EXTRACT PROVIDED
|---|

Thank you for posting the information from Steve Burson. He
gave links to Immigration Bureau sources, whereas I found
the MIC (Ministry of Internal Affairs & Communications
materials, distributed at local municipal offices, easier
reading (attached, also):

There are interesting differences in the different
Ministry "takes". The MoJ booklet is 16 pages and not
particularly user-friendly; the MIC pamphlet is a 6-pager
and announces the “Resident Registration System”, not the
MoJ "Residency Management System".

I focused on the MIC pamphlet, simply because MIC are the
people in charge of your local government offices where
you currently get your Alien Registration Card (ARC).

Of the various changes, one is that now foreigners are
required to report within 14 days and "Moving-Out" notices
need to be given as well as "Moving-In" notices. The
current system gives 90 days to report a new residence,
and there is no moving-out notice required.

The MIC advises that when you submit a "moving-in notice"
at your local government office, if your head of household
is foreign, you need to submit official documents to prove
your relationship to them (marriage certificate, etc.) If
these documents are in a foreign language, you must also
provide a Japanese translation. (This Japanese-language
requirement is new; current visa application documentation
for the MoJ is allowed to be submitted in English, and no
proof is requested at the ward office.)

|---|

EXCERPTED DATA

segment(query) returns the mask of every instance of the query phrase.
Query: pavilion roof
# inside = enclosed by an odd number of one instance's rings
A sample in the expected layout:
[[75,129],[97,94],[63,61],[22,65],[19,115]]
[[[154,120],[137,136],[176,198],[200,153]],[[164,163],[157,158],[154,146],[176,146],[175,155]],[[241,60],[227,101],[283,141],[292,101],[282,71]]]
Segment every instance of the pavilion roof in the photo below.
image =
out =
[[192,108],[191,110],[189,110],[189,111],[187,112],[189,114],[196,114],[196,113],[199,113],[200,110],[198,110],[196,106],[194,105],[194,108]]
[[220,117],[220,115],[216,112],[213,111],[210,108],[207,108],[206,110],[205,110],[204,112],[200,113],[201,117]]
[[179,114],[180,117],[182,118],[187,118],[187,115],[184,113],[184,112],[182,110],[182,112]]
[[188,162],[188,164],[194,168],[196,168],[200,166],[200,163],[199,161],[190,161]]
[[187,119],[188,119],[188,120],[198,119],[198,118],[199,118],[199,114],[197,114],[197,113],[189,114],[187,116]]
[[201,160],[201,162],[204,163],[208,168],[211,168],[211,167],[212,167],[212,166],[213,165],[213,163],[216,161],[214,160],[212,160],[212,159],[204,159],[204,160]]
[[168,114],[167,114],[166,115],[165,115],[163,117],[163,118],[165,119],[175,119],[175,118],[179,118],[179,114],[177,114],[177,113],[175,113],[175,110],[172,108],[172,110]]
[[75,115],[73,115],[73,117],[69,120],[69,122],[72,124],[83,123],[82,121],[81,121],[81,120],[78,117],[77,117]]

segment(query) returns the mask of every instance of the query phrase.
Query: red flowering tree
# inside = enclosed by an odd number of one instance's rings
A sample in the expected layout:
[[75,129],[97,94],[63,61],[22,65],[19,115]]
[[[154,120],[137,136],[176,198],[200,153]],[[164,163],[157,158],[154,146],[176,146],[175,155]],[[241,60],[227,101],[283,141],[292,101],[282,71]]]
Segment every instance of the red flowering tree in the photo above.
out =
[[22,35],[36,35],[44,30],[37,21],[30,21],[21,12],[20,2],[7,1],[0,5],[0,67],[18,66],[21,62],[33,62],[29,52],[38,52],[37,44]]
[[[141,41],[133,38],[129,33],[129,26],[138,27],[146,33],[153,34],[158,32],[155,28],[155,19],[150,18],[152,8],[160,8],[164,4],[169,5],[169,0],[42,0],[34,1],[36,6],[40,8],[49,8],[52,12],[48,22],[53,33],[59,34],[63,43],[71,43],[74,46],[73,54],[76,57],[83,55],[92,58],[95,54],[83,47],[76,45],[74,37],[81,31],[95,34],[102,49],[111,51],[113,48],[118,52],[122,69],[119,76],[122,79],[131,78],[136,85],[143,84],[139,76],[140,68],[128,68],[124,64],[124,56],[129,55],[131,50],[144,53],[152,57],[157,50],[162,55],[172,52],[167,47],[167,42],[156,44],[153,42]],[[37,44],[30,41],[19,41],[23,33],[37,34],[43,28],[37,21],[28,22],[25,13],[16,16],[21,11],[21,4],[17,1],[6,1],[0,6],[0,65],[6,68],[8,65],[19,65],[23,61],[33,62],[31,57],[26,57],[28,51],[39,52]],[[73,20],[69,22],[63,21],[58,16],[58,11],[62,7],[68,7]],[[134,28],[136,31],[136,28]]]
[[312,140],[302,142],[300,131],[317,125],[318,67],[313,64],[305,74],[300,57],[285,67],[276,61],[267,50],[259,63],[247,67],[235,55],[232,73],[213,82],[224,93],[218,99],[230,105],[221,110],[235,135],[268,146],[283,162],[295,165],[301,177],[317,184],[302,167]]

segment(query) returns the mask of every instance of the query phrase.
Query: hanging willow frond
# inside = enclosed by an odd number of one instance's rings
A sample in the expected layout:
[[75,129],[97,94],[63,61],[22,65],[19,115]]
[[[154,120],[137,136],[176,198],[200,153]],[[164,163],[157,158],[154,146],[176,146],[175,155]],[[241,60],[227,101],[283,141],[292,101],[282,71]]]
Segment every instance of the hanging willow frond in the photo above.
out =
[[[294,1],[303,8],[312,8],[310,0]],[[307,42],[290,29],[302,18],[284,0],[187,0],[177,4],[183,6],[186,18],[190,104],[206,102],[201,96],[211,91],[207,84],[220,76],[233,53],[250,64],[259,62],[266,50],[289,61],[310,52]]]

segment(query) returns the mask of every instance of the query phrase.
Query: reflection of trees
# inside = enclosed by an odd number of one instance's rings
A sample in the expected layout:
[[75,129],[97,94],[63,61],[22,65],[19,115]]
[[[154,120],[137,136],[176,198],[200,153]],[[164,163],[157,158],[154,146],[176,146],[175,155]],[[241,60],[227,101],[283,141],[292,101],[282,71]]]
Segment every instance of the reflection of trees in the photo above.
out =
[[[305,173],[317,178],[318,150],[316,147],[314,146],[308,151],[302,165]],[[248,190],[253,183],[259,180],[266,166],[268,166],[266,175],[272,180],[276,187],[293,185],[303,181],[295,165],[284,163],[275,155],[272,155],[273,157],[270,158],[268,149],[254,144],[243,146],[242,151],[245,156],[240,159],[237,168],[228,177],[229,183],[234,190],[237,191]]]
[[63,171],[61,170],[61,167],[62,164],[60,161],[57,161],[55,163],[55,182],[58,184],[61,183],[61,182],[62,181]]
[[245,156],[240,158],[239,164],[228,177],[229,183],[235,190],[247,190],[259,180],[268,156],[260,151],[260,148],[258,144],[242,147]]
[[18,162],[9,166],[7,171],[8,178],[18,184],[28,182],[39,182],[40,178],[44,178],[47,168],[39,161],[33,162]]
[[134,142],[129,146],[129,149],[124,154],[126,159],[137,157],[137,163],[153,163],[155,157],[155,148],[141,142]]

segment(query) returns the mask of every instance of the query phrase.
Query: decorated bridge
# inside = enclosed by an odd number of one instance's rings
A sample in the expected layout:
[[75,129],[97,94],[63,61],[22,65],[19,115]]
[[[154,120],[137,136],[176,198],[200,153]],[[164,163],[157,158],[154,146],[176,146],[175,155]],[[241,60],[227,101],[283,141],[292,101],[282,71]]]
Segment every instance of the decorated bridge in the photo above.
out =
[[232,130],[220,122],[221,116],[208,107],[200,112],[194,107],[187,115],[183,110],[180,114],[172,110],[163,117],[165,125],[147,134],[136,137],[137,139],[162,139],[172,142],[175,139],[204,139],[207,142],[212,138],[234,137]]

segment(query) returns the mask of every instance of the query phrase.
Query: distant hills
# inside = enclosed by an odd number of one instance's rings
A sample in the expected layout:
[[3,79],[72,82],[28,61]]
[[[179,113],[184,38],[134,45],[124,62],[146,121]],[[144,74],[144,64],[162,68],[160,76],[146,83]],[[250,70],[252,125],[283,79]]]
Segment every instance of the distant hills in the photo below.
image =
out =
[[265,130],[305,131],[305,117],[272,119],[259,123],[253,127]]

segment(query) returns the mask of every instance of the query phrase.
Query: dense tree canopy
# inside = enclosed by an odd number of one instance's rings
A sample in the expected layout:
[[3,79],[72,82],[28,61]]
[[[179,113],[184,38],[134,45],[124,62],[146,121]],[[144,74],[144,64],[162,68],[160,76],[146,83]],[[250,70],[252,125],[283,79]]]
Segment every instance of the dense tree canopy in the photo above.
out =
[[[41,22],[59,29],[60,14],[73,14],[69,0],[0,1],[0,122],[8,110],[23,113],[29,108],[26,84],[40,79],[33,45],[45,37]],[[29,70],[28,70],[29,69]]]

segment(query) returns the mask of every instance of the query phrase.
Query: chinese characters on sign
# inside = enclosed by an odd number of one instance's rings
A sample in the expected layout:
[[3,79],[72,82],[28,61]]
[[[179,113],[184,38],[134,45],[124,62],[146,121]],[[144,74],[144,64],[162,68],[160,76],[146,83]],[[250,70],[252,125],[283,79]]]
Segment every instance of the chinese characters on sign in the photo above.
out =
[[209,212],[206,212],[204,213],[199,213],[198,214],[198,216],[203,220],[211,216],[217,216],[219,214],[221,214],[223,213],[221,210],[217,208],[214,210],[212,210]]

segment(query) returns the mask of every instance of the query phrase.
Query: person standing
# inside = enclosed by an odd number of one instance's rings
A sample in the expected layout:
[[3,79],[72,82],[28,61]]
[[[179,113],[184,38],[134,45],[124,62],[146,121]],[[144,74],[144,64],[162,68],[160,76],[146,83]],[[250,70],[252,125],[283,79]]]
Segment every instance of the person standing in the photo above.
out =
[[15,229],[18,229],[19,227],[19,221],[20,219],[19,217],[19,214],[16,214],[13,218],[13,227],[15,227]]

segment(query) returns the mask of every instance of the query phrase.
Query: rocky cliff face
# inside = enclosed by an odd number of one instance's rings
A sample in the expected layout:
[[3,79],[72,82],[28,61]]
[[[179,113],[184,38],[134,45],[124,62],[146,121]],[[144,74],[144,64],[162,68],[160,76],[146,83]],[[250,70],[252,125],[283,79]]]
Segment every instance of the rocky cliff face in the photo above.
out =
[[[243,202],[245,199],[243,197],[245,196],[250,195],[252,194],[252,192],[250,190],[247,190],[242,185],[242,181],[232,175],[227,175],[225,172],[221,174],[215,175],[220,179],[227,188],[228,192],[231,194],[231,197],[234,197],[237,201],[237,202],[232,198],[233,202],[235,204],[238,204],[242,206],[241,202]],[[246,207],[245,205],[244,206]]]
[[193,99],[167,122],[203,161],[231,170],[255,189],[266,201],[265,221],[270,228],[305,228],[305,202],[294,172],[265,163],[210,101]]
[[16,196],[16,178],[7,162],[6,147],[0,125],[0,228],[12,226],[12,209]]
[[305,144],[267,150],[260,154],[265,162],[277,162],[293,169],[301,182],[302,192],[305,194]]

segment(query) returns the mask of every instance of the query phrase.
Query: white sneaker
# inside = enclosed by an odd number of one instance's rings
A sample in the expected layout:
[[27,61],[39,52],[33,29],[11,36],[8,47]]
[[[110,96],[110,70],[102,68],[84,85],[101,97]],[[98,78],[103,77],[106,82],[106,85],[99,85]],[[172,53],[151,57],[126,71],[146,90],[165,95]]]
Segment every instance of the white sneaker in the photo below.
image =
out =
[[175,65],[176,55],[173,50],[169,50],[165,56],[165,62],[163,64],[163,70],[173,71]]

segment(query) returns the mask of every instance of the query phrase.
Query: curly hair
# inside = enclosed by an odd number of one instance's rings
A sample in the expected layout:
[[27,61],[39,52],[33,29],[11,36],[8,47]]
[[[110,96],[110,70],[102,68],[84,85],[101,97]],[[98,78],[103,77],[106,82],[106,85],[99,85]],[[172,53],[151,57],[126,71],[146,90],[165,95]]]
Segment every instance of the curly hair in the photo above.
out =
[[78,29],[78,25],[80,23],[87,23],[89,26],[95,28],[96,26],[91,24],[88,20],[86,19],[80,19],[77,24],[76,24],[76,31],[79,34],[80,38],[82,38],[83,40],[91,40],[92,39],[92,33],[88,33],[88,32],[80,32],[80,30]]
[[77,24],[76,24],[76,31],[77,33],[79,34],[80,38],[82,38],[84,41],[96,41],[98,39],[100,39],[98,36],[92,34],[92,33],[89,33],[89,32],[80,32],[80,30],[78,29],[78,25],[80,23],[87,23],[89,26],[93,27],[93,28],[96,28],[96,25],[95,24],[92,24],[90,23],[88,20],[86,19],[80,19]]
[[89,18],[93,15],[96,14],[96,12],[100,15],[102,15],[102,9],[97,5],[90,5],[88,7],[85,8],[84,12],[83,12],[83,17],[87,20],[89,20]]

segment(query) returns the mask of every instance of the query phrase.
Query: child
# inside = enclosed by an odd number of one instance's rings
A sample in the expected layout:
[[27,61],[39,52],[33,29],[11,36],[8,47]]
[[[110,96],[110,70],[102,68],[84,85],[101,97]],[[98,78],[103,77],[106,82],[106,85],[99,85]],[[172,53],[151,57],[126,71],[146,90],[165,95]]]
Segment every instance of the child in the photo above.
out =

|---|

THINGS TO DO
[1] In the post about Japan's resident registration changes, how many pages long is the MIC pamphlet?
[2] Write the next part of the post about Japan's resident registration changes, starting after its final sentence.

ANSWERS IN ORDER
[1] It is a 6-page pamphlet.

[2]
Transition Period: At the Tokyo Regional Immigration Bureau
office, on the second floor, there are forms are available
NOW for applying for the new Residence Card, which you will
be able to pick up at the Regional Immigration between late
July/mid-August -- according to the official at the
transition desk. The officer on duty said that it would be
a 2-visit process… but was not completely certain on many

Changes in Data Displayed: The MoJ Booklet has a mock-up of
the "Zairyu Card", officially a "Residence Card" in
English. Listed are name, date of birth, sex,
nationality/region, address (residence in Japan), visa
status, (in Japanese: limitations on employment), period of
stay, date of expiration (in Japanese: type of permits,
date of permit, date of card issue), and expiration date
for the card. On the reverse, there is a list of your
residential addresses, dates reported, stamp of
authorities (in Japanese: permission to engage in
activities other than those on the visa, for example
part-time work up to 28 hours, notes of any pending
applications). Signature and employer details have been
left off.

Currently, permission for part-time work must be applied
for separately, and does not appear on the ARC. Apparently
at some points of entry, it will be possible for students
(and dependents) to receive permission stamps on the card
for part-time work, but this will be only for new cards
issued on new visas.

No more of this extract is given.